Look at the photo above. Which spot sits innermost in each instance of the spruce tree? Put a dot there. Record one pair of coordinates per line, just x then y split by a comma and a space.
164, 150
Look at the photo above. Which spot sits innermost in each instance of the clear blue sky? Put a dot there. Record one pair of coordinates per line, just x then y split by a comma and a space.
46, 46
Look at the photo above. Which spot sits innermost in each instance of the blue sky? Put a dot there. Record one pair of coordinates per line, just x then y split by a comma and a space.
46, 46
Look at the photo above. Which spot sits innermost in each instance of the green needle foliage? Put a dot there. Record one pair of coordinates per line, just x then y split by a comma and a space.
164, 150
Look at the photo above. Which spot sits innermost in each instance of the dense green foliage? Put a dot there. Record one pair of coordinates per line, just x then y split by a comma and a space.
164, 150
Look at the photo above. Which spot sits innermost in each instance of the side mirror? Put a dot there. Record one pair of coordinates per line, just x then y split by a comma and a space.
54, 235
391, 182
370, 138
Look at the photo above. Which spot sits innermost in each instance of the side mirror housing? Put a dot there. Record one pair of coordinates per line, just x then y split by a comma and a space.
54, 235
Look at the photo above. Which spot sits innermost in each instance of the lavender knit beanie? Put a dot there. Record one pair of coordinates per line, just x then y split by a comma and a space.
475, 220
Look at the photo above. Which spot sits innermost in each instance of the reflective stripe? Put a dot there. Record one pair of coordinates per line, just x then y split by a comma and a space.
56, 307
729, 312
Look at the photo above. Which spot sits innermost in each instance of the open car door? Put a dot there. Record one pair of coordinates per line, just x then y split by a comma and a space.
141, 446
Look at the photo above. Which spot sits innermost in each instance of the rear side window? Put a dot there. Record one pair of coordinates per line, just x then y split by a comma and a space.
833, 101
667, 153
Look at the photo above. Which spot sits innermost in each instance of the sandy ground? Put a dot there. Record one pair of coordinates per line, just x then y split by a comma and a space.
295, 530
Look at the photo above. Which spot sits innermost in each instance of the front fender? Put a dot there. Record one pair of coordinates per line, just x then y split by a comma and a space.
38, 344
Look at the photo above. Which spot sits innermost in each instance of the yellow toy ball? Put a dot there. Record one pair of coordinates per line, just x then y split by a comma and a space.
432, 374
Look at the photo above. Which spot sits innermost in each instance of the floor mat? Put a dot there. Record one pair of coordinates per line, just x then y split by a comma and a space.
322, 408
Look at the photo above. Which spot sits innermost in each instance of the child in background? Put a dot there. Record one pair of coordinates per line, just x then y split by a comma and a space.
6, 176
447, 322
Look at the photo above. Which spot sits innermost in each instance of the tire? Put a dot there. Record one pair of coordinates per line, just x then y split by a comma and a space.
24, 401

===

[Problem description] Restate the material exactly as given.

[Problem solution]
Look at the photo above. Which spot sits innermost in each instance of the spruce tree? Put a dot there. Record one pair of coordinates per line, just x then y split by a comma and a space.
164, 150
Look at the photo above. Which spot sits innermost in each instance of the clear blue sky? Put a dot there. Record one pair of coordinates per line, just x then y split by a comma and a space.
46, 46
Look at the photo above. Which spot sits innermost in each instance of the blue sky? Put a dot there. Record one pair of coordinates per line, just x then y split by a comma and a space.
46, 46
Look at the photo above. Which spot sits innermost in each instance of the green needle foliage? Put a dot there. Record one pair of coordinates per line, just x then y split by a comma and a space.
164, 150
Look at the photo above. Which spot sits innermost in each instance of the dense green foliage? Put a dot there. Record one pair of coordinates per line, just x then y split by a comma and a space.
164, 150
Look at the photo above. Which spot sits innermost in each instance of the side mirror? Put a dot there. Record one pair of coordinates per line, just x then y split by a comma and a space.
54, 235
391, 182
370, 138
Look at the photo above. Which spot sits innermost in each instance of the side mirror housing? Put a dot there. Record one pair of coordinates per line, just x then y split by a comma and a space.
54, 235
Look at the photo above. Which spot sits innermost in each instance of the lavender knit beanie? Put a dot there. Record one pair of coordinates per line, just x then y split by a comma and a space.
475, 220
Look at the photo above. Which spot sits innermost in each instance of the reflective stripe? Put a dot there. Record one pair of coordinates per line, just x then y split by a comma and a space.
56, 307
729, 312
Look at the photo above. Which spot sits innermost in each instance of the open car door? Put a dot there. Record one pair of coordinates per line, just x then y split by a comma and a space.
141, 446
Look at the photo above. Which spot sits innermost in each instance of the rear side window? Put a dot there. Record one pair of coordinates per line, just x then y split by a comma and a space.
833, 101
667, 153
Look at the photo above. Which spot sits innermost in each instance of the sandy ground? Put a dot there. Record one pair of coordinates per line, just x then y split by a comma and a space.
295, 530
Look at the photo above. Which spot sits innermost in each instance of the front fender? Put a dot there. Record one pair of coordinates per line, just x then y split by a comma and a space.
38, 344
Look at the photo above. Which spot sits innermost in each instance of the yellow toy ball? Put a dot there. Record one pair of coordinates per line, just x then y split by a comma and a space.
432, 374
Look at the photo above. Which spot sits innermost in each instance of the floor mat? Put a dot there. Record one pair of coordinates per line, just x then y split by a comma and a space.
322, 408
Look at the photo above. Which spot sits innermost in each instance of the child in background? Put a dot there. Record one pair of coordinates per line, just x then y split by a comma and a space.
6, 176
447, 322
Look at the photo above. Which spot sits innermost in each instance of the tire? Put a dot there. Record one pair of coordinates per line, just x then y split by a comma and a space.
24, 401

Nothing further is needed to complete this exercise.